Point labeling dataset excerpts
** begin **
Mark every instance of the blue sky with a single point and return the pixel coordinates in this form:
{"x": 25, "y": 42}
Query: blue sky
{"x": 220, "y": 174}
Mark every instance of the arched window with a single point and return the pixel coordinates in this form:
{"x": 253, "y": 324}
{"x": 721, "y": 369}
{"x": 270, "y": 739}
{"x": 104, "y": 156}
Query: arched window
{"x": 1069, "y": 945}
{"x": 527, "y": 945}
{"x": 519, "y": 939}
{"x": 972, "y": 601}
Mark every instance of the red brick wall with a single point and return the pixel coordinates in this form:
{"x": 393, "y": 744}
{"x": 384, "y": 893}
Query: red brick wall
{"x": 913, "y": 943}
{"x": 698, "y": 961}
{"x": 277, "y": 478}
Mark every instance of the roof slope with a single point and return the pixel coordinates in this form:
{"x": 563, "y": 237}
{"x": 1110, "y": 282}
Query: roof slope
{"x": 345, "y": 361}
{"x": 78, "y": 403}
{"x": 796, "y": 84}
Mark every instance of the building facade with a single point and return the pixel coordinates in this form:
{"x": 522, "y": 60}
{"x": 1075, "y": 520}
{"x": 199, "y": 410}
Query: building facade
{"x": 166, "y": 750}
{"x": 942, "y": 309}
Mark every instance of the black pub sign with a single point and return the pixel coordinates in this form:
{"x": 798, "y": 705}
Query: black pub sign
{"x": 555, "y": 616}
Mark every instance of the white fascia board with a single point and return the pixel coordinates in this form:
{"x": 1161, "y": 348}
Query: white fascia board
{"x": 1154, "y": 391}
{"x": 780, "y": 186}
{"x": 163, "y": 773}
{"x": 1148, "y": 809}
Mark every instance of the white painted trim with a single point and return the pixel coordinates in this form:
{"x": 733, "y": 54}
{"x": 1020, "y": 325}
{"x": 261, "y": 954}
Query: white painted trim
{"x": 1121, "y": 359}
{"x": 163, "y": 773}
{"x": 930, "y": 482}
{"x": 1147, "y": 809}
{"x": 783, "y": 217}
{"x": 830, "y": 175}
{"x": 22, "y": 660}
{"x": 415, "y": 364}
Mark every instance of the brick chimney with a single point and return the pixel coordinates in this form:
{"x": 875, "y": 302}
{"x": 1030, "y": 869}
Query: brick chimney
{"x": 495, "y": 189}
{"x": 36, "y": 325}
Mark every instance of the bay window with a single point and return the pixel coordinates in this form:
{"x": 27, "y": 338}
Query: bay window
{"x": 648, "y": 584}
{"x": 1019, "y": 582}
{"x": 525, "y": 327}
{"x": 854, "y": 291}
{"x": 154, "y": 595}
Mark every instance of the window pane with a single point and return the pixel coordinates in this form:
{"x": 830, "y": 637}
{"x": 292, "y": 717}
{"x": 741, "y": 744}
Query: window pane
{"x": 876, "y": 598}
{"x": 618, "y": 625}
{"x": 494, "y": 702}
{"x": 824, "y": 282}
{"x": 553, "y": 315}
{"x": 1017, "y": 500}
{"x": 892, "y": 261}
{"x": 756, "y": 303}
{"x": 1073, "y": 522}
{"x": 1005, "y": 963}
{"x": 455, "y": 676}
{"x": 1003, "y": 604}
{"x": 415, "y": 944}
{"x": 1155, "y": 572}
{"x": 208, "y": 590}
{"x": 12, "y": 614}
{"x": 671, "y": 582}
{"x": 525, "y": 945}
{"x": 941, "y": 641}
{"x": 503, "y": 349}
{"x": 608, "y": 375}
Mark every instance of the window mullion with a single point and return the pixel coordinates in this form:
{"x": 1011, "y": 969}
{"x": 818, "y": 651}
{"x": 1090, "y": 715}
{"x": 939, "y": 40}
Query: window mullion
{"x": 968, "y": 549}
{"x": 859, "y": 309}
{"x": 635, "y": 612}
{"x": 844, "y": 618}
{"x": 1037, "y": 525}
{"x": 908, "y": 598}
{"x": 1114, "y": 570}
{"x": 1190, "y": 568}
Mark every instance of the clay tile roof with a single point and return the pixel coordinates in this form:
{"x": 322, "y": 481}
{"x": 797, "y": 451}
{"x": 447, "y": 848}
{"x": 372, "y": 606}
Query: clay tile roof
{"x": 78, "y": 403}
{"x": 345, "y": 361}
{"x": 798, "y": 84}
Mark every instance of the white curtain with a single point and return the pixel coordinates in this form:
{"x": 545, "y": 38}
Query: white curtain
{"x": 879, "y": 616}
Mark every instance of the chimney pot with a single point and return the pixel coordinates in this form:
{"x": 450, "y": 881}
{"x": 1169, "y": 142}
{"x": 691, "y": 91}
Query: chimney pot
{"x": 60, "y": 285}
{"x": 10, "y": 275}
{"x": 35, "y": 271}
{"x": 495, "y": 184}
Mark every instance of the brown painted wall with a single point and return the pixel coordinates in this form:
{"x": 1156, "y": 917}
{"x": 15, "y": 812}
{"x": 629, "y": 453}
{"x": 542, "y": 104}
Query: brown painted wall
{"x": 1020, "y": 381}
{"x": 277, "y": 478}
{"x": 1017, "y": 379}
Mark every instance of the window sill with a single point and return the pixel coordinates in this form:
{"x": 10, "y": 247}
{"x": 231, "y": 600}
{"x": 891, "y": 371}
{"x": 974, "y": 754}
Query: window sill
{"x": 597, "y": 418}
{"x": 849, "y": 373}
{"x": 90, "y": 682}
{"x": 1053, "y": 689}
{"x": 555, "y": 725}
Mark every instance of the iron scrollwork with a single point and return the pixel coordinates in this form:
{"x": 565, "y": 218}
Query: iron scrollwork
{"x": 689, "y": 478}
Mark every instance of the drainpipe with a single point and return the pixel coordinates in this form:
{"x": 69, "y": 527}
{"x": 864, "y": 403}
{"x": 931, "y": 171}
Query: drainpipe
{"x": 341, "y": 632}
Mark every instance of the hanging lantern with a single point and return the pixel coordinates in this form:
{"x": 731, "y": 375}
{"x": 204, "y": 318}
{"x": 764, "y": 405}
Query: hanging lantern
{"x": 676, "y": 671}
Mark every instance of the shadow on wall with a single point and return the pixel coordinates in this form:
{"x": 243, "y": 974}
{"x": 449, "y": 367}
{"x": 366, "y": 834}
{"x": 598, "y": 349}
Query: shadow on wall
** end **
Rewrite the entries from the line containing "Mark every instance of the drainpipe" through the end of the entries, substituting "wall lantern" for "hanging lantern" and leaving everything else unchanged.

**Full answer:**
Mark every instance of the drainpipe with a single point and return the pixel coordinates in this form:
{"x": 69, "y": 527}
{"x": 864, "y": 403}
{"x": 931, "y": 171}
Query: drainpipe
{"x": 341, "y": 632}
Mark every instance of the wall lantern with a single point and return the pixel coordinates in this form:
{"x": 731, "y": 375}
{"x": 204, "y": 318}
{"x": 764, "y": 405}
Query: wall lantern
{"x": 676, "y": 671}
Mark every instance of the shadow on wall with a single point and return the pixel coordinates in this form:
{"x": 243, "y": 974}
{"x": 449, "y": 367}
{"x": 366, "y": 834}
{"x": 598, "y": 349}
Query: shadow on wall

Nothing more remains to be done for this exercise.